La crescita globale si risincronizzerà e a beneficiarne saranno gli Emergenti

A cura di Ken Leech, CIO di Western Asset (affiliata del gruppo Legg Mason)
Le aspettative di crescita sincronizzata che hanno accompagnato l’inizio di quest’anno si sono infrante piuttosto rapidamente. Il 2018 è stato invece l’anno in cui la crescita globale è stata la più desincronizzata dal 1998. L’economia USA, potenziata dall’iniezione di stimoli a fine ciclo, si è rafforzata sempre di più; il resto del mondo, a causa delle tensioni commerciali e di molteplici rischi politici in diversi paesi, non ha fatto altro che indebolirsi. Questa divergenza ha portato ad una diffusa forza del dollaro, a tassi di interessi più alti negli USA e ad un aumento dei premi per il rischio nei prodotti a spread al di fuori degli USA, in particolare nei mercati emergenti.

#### Record estratti
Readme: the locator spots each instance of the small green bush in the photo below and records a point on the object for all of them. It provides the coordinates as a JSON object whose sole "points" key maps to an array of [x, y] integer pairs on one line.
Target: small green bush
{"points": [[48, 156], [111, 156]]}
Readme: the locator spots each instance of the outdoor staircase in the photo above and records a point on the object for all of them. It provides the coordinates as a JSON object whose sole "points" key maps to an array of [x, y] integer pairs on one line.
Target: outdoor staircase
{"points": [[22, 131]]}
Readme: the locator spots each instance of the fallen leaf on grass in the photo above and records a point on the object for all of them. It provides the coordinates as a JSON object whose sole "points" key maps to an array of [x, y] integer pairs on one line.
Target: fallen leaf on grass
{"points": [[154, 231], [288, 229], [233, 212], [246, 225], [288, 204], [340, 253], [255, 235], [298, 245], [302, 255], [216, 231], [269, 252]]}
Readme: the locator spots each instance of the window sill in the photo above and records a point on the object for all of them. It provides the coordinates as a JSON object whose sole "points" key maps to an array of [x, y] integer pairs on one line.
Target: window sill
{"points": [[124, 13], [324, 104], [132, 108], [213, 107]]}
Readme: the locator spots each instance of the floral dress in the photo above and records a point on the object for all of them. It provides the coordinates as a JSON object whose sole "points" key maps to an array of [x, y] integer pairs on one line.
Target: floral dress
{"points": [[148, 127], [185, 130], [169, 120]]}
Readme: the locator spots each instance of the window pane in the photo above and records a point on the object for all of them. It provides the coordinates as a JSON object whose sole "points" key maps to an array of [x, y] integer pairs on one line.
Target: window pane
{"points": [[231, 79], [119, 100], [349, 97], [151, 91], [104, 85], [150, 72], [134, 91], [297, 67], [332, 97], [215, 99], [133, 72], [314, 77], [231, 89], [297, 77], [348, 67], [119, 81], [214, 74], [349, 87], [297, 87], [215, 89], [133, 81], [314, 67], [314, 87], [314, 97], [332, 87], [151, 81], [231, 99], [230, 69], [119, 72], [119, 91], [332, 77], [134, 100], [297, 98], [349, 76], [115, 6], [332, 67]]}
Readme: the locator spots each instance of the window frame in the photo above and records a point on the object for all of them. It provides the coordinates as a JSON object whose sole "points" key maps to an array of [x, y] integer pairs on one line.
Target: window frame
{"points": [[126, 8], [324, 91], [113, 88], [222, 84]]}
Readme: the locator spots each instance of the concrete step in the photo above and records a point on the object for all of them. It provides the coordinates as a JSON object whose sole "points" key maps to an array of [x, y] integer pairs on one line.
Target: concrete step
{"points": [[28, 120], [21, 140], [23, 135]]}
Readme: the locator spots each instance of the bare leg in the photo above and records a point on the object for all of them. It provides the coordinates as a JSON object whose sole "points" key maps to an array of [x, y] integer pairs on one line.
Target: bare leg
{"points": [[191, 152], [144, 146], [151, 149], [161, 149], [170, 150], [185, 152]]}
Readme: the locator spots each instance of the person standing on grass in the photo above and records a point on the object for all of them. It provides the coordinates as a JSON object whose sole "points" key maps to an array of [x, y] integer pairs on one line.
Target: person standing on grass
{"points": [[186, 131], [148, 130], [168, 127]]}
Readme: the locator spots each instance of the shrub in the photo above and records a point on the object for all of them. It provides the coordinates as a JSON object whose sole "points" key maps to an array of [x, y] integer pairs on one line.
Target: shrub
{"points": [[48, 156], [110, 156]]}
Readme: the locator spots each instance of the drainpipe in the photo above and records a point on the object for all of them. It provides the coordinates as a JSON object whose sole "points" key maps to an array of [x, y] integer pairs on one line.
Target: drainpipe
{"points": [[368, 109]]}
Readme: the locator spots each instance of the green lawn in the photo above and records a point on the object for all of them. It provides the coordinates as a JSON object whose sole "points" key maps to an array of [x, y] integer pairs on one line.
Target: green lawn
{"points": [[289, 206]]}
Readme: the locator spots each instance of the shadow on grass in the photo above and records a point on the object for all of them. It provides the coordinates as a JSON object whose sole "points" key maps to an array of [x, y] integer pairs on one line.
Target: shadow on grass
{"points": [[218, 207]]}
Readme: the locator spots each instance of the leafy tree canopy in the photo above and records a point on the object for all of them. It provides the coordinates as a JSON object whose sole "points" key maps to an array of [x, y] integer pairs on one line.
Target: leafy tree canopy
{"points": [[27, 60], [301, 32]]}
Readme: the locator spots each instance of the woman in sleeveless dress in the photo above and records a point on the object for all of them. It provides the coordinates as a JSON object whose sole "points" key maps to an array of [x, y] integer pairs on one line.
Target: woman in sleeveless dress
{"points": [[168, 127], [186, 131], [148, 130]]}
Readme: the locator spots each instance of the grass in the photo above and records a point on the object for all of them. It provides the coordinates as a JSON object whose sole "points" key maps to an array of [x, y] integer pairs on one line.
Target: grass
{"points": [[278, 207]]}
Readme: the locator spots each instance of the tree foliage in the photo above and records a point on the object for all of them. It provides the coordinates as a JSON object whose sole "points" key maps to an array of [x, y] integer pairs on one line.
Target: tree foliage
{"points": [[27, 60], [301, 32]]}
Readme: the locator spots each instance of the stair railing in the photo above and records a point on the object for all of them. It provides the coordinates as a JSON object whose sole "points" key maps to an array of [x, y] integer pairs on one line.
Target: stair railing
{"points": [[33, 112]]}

--

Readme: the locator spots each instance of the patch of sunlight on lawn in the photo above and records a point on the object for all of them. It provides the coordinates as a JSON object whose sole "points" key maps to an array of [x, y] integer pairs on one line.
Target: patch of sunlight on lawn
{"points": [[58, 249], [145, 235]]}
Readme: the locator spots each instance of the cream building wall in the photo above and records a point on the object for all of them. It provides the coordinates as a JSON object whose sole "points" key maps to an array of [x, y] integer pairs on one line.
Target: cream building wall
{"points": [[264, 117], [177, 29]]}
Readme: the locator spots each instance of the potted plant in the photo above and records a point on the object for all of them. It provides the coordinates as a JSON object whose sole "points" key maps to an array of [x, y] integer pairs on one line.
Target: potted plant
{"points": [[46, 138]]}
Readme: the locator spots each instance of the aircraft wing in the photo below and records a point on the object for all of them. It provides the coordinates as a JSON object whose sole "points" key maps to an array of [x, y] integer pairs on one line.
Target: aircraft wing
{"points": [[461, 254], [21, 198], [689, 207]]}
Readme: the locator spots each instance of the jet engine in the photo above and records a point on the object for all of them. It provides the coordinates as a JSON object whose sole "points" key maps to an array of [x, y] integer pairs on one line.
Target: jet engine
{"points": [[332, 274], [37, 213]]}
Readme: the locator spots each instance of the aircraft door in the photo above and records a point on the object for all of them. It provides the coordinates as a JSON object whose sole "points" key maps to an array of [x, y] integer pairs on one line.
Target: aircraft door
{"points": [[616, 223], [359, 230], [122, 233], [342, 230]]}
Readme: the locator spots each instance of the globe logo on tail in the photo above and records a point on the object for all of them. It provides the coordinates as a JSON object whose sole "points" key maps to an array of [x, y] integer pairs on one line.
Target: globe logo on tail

#### Il compito
Prosegui il brano sulla crescita globale desincronizzata e sui mercati emergenti, riprendendo subito dopo la sua ultima frase.

#### Risultato
 
Tutto ciò fino allo scorso ottobre, quando i timori di errori da parte della Fed, l’acuirsi delle tensioni commerciali e le preoccupazioni su Brexit e Italia hanno infine portato ad un indebolimento anche dei prodotti a spread USA. La crescita globale si è affievolita, e questa serie di rischi ha raggiunto l’apice dell’intensità. È lecito allora chiedersi: di fronte a così tante difficoltà, cosa potrà mai andare per il verso giusto?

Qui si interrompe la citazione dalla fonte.